• The input:
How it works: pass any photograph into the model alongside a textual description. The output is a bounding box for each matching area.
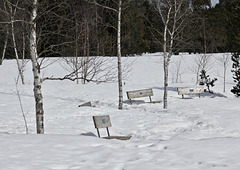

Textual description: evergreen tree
[231,53,240,97]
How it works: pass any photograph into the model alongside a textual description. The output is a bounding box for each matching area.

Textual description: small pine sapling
[231,53,240,97]
[199,70,217,93]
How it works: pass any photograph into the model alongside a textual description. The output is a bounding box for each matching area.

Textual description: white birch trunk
[162,7,172,109]
[11,16,24,84]
[117,0,123,109]
[30,0,44,134]
[0,28,9,65]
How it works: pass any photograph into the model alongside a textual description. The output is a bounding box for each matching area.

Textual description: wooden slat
[127,89,153,99]
[178,86,204,95]
[93,115,112,128]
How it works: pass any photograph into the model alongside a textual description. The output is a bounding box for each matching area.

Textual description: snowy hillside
[0,53,240,170]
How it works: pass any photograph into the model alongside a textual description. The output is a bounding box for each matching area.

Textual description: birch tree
[153,0,190,109]
[29,0,44,134]
[217,54,231,93]
[87,0,123,110]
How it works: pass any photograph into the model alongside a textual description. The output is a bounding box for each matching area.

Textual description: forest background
[0,0,240,58]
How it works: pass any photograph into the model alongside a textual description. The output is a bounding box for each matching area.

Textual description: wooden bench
[127,89,160,104]
[93,115,131,140]
[178,86,204,98]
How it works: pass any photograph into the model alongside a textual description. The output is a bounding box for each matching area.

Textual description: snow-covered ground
[0,53,240,170]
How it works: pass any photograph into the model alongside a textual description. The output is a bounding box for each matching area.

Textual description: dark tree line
[0,0,240,58]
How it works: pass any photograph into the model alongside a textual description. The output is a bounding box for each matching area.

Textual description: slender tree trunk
[223,64,227,93]
[73,12,79,84]
[0,28,9,65]
[117,0,123,109]
[30,0,44,134]
[11,17,24,84]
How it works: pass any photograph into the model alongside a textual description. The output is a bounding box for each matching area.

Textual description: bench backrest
[93,115,112,129]
[178,86,204,95]
[127,89,153,99]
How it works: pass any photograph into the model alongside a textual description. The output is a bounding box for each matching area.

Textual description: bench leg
[149,96,152,103]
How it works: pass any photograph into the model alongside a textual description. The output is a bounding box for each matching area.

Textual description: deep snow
[0,53,240,170]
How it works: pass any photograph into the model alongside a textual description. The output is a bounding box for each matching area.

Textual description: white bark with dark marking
[30,0,44,134]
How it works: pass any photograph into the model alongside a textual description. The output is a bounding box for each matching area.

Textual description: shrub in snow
[231,53,240,97]
[199,70,217,93]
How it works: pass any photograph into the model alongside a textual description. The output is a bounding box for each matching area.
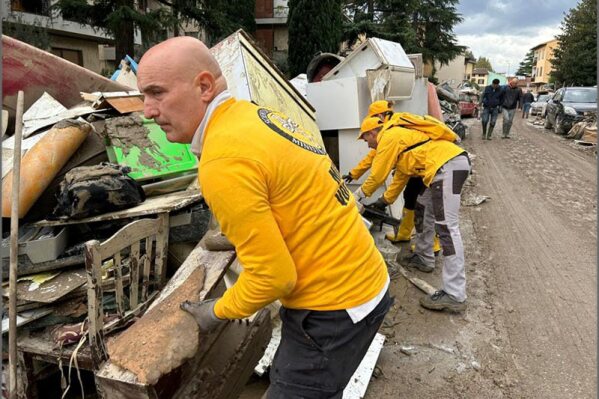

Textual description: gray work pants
[263,291,393,399]
[503,108,516,137]
[414,153,470,302]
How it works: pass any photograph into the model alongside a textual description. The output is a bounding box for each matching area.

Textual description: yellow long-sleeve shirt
[199,99,387,319]
[362,126,464,204]
[349,149,376,180]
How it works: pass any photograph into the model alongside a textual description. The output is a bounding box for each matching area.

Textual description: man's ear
[193,71,216,102]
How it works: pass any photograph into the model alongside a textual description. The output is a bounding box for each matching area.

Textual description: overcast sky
[454,0,578,74]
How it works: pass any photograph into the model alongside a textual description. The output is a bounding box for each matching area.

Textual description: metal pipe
[8,91,25,399]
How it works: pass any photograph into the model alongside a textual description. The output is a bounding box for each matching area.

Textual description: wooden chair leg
[17,351,38,399]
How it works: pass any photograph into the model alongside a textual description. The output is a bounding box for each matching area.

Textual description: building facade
[531,39,558,91]
[1,0,127,74]
[254,0,289,63]
[435,54,476,88]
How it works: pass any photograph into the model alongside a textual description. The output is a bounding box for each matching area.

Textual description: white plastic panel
[307,77,370,130]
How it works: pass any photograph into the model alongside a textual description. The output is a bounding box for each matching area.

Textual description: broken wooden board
[343,333,385,399]
[107,248,233,385]
[2,308,52,334]
[96,311,271,399]
[254,317,282,377]
[32,190,202,226]
[9,269,87,303]
[92,90,144,114]
[2,35,129,115]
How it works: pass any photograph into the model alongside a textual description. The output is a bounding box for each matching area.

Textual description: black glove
[371,197,389,211]
[180,299,228,333]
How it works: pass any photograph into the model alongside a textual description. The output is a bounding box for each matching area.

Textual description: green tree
[412,0,466,77]
[287,0,343,76]
[551,0,597,86]
[53,0,255,60]
[344,0,465,76]
[516,50,535,76]
[474,57,495,72]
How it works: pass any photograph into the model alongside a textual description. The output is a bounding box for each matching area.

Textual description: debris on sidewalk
[462,193,491,206]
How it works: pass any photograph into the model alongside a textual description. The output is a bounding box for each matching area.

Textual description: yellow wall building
[531,39,558,90]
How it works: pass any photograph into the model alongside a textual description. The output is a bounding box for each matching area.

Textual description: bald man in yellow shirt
[138,37,393,399]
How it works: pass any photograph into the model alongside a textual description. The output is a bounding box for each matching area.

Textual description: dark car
[530,93,553,116]
[459,93,478,116]
[545,87,597,134]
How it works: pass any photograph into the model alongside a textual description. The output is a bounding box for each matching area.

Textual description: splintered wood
[108,267,205,385]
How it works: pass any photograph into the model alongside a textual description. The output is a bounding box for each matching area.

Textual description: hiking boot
[399,253,435,273]
[420,290,467,313]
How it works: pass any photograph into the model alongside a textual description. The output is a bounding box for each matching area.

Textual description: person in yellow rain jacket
[343,100,441,254]
[137,37,393,398]
[354,118,470,311]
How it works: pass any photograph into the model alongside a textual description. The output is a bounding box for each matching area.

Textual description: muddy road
[242,116,597,399]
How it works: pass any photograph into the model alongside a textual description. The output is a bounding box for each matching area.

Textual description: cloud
[458,27,560,74]
[454,0,578,73]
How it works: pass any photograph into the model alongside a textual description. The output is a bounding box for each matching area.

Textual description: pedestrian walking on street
[481,79,503,140]
[501,78,522,139]
[137,36,393,399]
[522,90,535,118]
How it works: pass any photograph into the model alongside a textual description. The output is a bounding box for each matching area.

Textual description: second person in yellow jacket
[343,100,441,254]
[354,118,470,311]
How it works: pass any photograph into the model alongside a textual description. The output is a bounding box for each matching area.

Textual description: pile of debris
[566,113,597,146]
[2,33,276,398]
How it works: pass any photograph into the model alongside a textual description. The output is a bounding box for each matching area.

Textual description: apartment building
[432,52,476,88]
[531,39,558,91]
[254,0,289,63]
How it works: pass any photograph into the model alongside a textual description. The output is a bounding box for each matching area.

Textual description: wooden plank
[129,241,139,308]
[343,333,386,399]
[99,219,159,259]
[112,252,125,318]
[170,309,271,399]
[148,247,235,310]
[141,237,153,302]
[108,268,204,385]
[387,261,437,295]
[154,213,169,288]
[32,190,202,226]
[104,97,144,114]
[2,308,52,334]
[85,240,107,369]
[10,269,87,303]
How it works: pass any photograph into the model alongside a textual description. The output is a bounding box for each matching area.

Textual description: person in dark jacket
[522,90,535,118]
[501,78,522,139]
[481,79,503,140]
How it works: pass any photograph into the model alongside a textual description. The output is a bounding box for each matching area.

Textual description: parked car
[530,93,552,116]
[545,87,597,134]
[459,93,478,116]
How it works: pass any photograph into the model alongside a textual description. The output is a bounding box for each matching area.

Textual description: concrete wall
[435,55,466,88]
[50,34,108,73]
[532,40,558,84]
[274,25,289,51]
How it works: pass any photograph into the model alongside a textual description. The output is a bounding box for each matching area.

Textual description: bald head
[139,36,227,94]
[137,36,227,143]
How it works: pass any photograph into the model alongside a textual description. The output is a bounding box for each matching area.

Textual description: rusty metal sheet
[32,190,202,226]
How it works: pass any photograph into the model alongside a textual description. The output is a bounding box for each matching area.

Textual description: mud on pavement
[242,118,597,399]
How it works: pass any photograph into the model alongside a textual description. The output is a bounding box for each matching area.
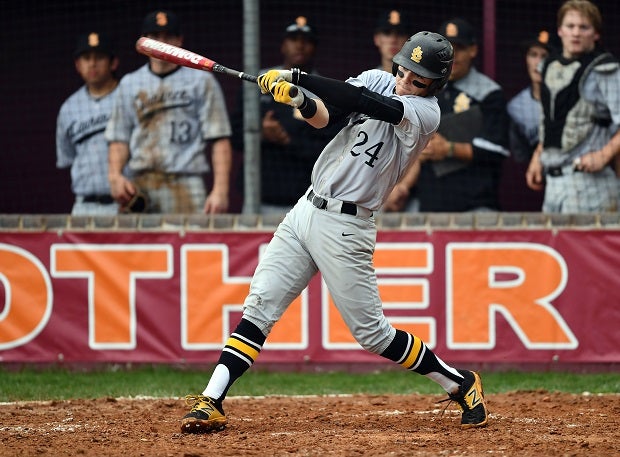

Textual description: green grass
[0,365,620,402]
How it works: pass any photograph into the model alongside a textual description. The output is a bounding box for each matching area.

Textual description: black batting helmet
[392,32,454,95]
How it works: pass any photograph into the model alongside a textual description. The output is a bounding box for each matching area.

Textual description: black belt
[306,190,357,216]
[82,194,114,205]
[545,165,581,178]
[545,167,564,178]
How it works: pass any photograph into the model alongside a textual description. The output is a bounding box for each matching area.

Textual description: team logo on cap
[388,10,400,25]
[446,22,459,37]
[452,92,471,113]
[155,11,168,27]
[88,33,99,48]
[411,46,422,63]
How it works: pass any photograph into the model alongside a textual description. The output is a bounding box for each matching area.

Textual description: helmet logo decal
[88,33,99,48]
[411,46,422,63]
[155,11,168,27]
[446,22,459,38]
[388,10,400,25]
[452,92,471,113]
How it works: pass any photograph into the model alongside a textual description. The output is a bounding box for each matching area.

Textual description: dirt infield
[0,391,620,457]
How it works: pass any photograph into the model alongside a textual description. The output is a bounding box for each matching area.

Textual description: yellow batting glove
[256,70,292,94]
[271,81,305,108]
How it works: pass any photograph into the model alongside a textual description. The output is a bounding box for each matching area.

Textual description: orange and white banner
[0,230,620,363]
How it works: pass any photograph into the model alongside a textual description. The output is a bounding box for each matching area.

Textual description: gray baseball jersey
[105,64,231,174]
[312,70,440,211]
[56,86,118,196]
[244,70,440,354]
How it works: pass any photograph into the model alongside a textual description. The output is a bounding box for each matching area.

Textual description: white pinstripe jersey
[105,64,231,174]
[312,70,440,211]
[56,85,118,195]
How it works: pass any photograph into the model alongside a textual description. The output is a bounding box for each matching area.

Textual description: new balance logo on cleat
[448,370,489,428]
[181,395,228,433]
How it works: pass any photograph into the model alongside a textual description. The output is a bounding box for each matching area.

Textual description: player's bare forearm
[108,141,136,204]
[525,143,543,190]
[205,138,232,213]
[306,98,329,129]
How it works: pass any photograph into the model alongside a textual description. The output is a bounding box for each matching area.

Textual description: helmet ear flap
[392,62,398,76]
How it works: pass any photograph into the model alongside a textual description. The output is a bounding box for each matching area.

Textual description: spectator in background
[390,18,508,212]
[56,32,119,216]
[106,10,232,214]
[373,9,412,73]
[231,16,339,214]
[526,0,620,213]
[499,30,552,211]
[507,30,549,163]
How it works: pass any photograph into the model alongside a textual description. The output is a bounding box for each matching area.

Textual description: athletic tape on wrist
[299,94,317,119]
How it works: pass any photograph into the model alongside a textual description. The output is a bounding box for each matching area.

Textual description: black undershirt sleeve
[299,73,404,124]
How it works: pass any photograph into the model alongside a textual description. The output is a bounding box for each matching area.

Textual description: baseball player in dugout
[181,32,488,433]
[231,16,342,214]
[105,10,232,214]
[373,9,413,73]
[526,0,620,213]
[56,31,118,216]
[388,18,509,212]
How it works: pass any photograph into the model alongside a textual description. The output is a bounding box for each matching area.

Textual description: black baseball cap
[142,10,181,36]
[284,16,318,44]
[73,32,114,59]
[521,30,551,51]
[439,17,478,46]
[375,9,411,36]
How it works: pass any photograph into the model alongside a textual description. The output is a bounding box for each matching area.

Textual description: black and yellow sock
[204,319,267,405]
[381,329,463,384]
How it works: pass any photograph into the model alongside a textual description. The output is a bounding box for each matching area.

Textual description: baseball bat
[136,37,297,97]
[136,37,256,83]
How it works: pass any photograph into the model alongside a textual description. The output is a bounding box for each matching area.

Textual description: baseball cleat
[181,395,228,433]
[448,370,489,428]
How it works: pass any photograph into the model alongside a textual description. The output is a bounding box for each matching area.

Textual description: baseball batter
[181,32,488,433]
[56,31,122,216]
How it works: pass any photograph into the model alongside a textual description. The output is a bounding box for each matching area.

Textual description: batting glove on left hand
[257,68,302,94]
[271,81,306,108]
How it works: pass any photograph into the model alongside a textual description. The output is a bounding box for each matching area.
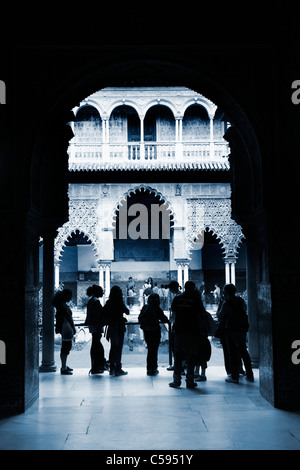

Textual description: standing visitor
[103,286,130,377]
[169,281,207,388]
[85,284,106,375]
[52,289,76,375]
[138,294,169,375]
[218,284,254,384]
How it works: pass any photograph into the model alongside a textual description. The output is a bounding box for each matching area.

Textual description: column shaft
[40,234,56,372]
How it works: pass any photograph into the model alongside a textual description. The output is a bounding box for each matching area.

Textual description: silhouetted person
[166,281,181,370]
[52,289,76,375]
[169,281,204,388]
[138,294,169,375]
[85,284,106,374]
[103,286,130,376]
[219,284,254,383]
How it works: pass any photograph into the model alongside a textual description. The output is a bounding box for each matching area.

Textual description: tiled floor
[0,342,300,450]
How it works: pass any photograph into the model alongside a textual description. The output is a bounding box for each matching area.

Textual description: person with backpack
[138,294,169,375]
[169,281,210,388]
[85,284,107,375]
[218,284,254,384]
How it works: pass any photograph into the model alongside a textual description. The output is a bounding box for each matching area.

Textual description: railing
[68,141,229,170]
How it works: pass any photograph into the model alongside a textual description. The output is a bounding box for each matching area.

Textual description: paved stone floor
[0,343,300,451]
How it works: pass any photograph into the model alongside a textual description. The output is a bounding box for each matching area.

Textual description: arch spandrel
[187,198,245,258]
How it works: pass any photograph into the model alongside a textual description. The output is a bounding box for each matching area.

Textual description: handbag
[61,318,74,341]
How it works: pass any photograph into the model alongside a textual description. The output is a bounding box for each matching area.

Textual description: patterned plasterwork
[73,87,217,119]
[55,183,244,264]
[186,198,244,259]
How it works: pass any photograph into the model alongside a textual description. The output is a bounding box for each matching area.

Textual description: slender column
[40,232,56,372]
[246,234,259,367]
[105,119,109,143]
[105,263,110,297]
[99,264,104,288]
[183,263,189,284]
[102,118,109,161]
[225,261,230,284]
[177,263,183,287]
[179,118,182,142]
[175,118,183,161]
[102,119,106,144]
[140,117,145,160]
[209,117,215,159]
[54,264,59,289]
[230,263,235,285]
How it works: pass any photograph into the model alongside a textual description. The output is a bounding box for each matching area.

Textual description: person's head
[109,286,123,302]
[86,286,94,297]
[169,281,179,294]
[223,284,236,300]
[92,284,103,297]
[52,290,65,308]
[62,289,73,302]
[184,281,196,294]
[148,294,160,305]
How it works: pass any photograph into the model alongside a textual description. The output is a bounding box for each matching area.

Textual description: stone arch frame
[73,99,103,120]
[106,99,141,119]
[54,201,100,266]
[112,183,176,225]
[143,99,178,121]
[181,97,218,119]
[187,199,245,259]
[30,54,269,406]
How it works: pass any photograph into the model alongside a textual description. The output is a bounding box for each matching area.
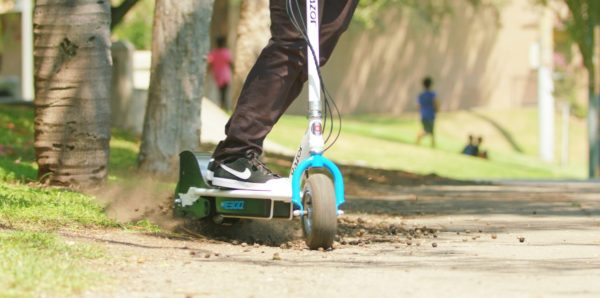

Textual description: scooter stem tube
[306,0,325,154]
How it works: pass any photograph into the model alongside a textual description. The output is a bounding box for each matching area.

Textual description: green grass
[0,232,105,297]
[0,106,159,297]
[269,109,586,179]
[0,182,118,230]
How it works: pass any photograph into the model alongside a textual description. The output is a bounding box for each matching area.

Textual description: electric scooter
[174,1,344,249]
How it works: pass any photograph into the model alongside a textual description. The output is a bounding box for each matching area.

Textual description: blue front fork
[292,153,345,214]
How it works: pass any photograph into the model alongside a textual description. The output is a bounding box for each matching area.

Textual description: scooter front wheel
[302,174,337,249]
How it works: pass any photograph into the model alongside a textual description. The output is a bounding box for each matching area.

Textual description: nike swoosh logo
[221,165,252,180]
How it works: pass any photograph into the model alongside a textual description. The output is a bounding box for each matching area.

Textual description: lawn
[269,109,587,179]
[0,106,586,297]
[0,106,156,297]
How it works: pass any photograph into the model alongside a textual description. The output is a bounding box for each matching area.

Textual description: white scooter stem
[306,0,325,154]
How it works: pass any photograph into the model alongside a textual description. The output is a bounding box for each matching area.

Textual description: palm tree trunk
[139,0,213,174]
[34,0,112,186]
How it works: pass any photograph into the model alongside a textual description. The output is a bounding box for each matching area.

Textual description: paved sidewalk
[85,181,600,298]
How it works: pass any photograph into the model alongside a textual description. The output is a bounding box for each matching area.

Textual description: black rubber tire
[302,174,337,249]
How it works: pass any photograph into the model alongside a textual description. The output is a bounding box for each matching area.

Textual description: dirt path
[76,183,600,297]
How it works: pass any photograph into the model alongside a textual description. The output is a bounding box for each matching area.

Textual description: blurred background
[0,0,599,179]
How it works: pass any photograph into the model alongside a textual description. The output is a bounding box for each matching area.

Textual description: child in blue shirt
[417,77,438,147]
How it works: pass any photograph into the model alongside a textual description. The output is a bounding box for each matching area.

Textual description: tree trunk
[34,0,112,186]
[231,0,271,106]
[139,0,213,175]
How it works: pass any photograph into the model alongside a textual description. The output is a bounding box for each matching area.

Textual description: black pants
[213,0,358,161]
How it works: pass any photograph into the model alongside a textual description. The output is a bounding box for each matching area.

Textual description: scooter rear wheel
[302,174,337,249]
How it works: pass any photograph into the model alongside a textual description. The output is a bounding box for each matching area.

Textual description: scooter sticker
[310,121,323,136]
[221,201,245,210]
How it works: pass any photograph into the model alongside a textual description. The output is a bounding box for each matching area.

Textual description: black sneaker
[206,158,217,182]
[212,152,283,190]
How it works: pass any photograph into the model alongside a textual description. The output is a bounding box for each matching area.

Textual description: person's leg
[214,0,358,160]
[219,85,227,110]
[209,0,358,190]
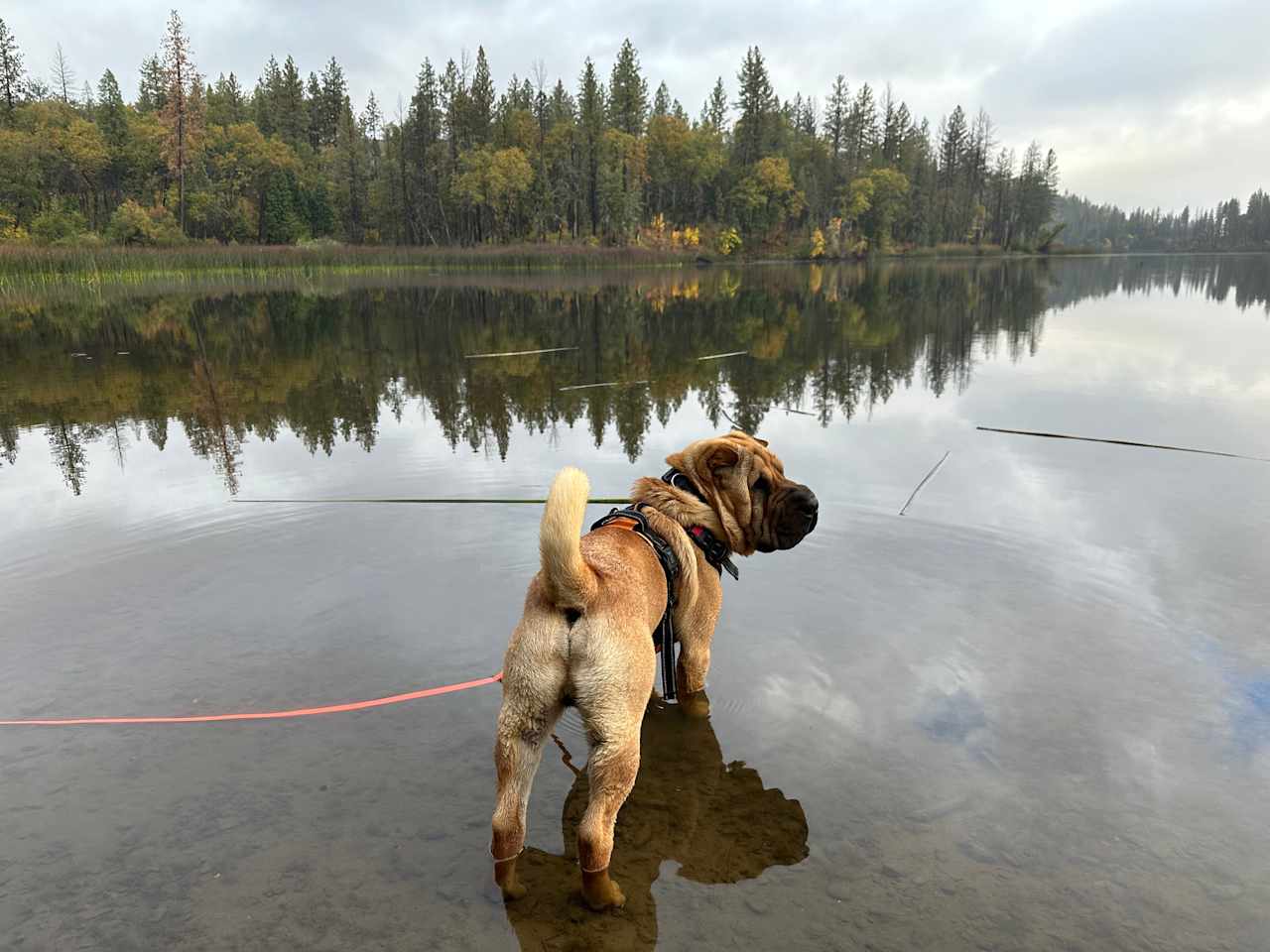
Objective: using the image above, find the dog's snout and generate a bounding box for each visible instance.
[798,486,821,517]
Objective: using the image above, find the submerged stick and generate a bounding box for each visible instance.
[975,426,1270,463]
[232,496,631,505]
[899,449,952,516]
[560,380,648,394]
[464,346,577,361]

• Required work: Count the lines of the records above that contain the string "generate" with the same case, and give only the number.

• Exercise answer: 2